**TEXT PROVIDED**

↓↓↓

SECURITIES AND EXCHANGE COMMISSION

Washington, D.C. 20549

 

FORM 8-K

CURRENT REPORT

Pursuant to Section 13 OR 15(d) of The Securities Exchange Act of 1934

Date of Report (Date of earliest event reported): October 8, 2025

 

 

OPENLANE, Inc.

(Exact name of Registrant as specified in its charter)

 

Delaware   001-34568   20-8744739

(State or other jurisdiction

of incorporation)

 

(Commission File

Number)

 

(IRS Employer

Identification No.)

 

11299 N. Illinois Street, Suite 500

Carmel, Indiana 46032

(Address of principal executive offices)

(Zip Code)

 

(800) 923-3725

(Registrant’s telephone number, including area code)

 

Check the appropriate box below if the Form 8-K filing is intended to simultaneously satisfy the filing obligation of the registrant under any of the following provisions:

 

¨ Written communications pursuant to Rule 425 under the Securities Act (17 CFR 230.425)

¨ Soliciting material pursuant to Rule 14a-12 under the Exchange Act (17 CFR 240.14a-12)

¨ Pre-commencement communications pursuant to Rule 14d-2(b) under the Exchange Act (17 CFR 240.14d-2(b))

¨ Pre-commencement communications pursuant to Rule 13e-4(c) under the Exchange Act (17 CFR 240.13e-4(c))

 

Securities registered pursuant to Section 12(b) of the Act:

 

Title of each class   Trading symbol   Name of each exchange on which registered
Common Stock, par value $0.01 per share   KAR   New York Stock Exchange

 

Indicate by check mark whether the registrant is an emerging growth company as defined in Rule 405 of the Securities Act of 1933 (§230.405 of this chapter) or Rule 12b-2 of the Securities Exchange Act of 1934 (§240.12b-2 of this chapter).

 

Emerging growth company ¨

 

If an emerging growth company, indicate by check mark if the registrant has elected not to use the extended transition period for complying with any new or revised financial accounting standards provided pursuant to Section 13(a) of the Exchange Act. ¨

 

 

 

 

 

 

Item 1.01. Entry into a Material Definitive Agreement.

 

On October 8, 2025, OPENLANE, Inc. (the “Company”), a Delaware corporation, entered into a Second Amendment Agreement (the “Second Amendment”) to the Credit Agreement, dated as of June 23, 2023 (as amended by the First Amendment Agreement, dated as of January 19, 2024, and as further amended by the Second Amendment, the “Credit Agreement”), among the Company, the lenders party thereto and JPMorgan Chase Bank, N.A., as administrative agent (the “Administrative Agent”).

↑↑↑

**GIVEN MATERIAL**
↓↓↓

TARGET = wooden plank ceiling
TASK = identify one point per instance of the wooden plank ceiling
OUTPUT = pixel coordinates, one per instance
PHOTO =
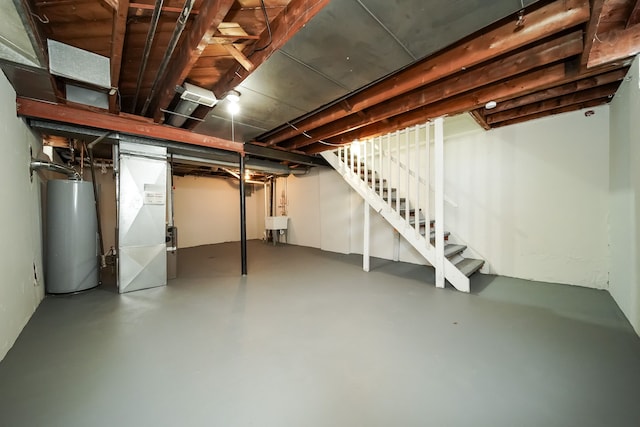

↑↑↑

**WORK TO COMPLETE**
• 1. In the OPENLANE Form 8-K filing, which bank is the administrative agent under the Credit Agreement?
• 2. The OPENLANE Form 8-K filing has check boxes for filing obligations. List every rule those boxes name.
• 3. Write the next part of the OPENLANE Form 8-K filing, starting after its final sentence.

**ANSWERS**
• 1. JPMorgan Chase Bank, N.A.

• 2. Rule 425 under the Securities Act (17 CFR 230.425); Rule 14a-12 under the Exchange Act (17 CFR 240.14a-12); Rule 14d-2(b) under the Exchange Act (17 CFR 240.14d-2(b)); Rule 13e-4(c) under the Exchange Act (17 CFR 240.13e-4(c))

• 3.
 

The Second Amendment provides for, among other things, the incurrence of incremental term loans in an aggregate principal amount equal to $550,000,000 (the “2025 Incremental Term Loans”). The proceeds of the 2025 Incremental Term Loans may be used by the Company (x) to finance the Repurchases (as defined below) and (y) to pay fees, costs and expenses incurred in connection with the establishment of the 2025 Incremental Term Loans and the Repurchases.

 

Loans under the 2025 Incremental Term Loans will bear interest at a rate calculated based on the type of borrowing (at the Company’s election, either Adjusted Term SOFR Rate or Base Rate (each as defined in the Credit Agreement)). The 2025 Incremental Term Loans will bear interest at (i) in the case of any Term Benchmark Loans and RFR Loans (each as defined in the Credit Agreement), the Adjusted Term SOFR Rate plus a margin of 2.50% and (ii) in the case of any Base Rate Loans (as defined in the Credit Agreement), the Base Rate plus a margin of 1.50%.

 

The obligations of the Company under the 2025 Incremental Term Loans are guaranteed by certain of the Company’s domestic subsidiaries (the “Subsidiary Guarantors”) and are secured by substantially all of the assets of the Company and the Subsidiary Guarantors, subject to certain exceptions.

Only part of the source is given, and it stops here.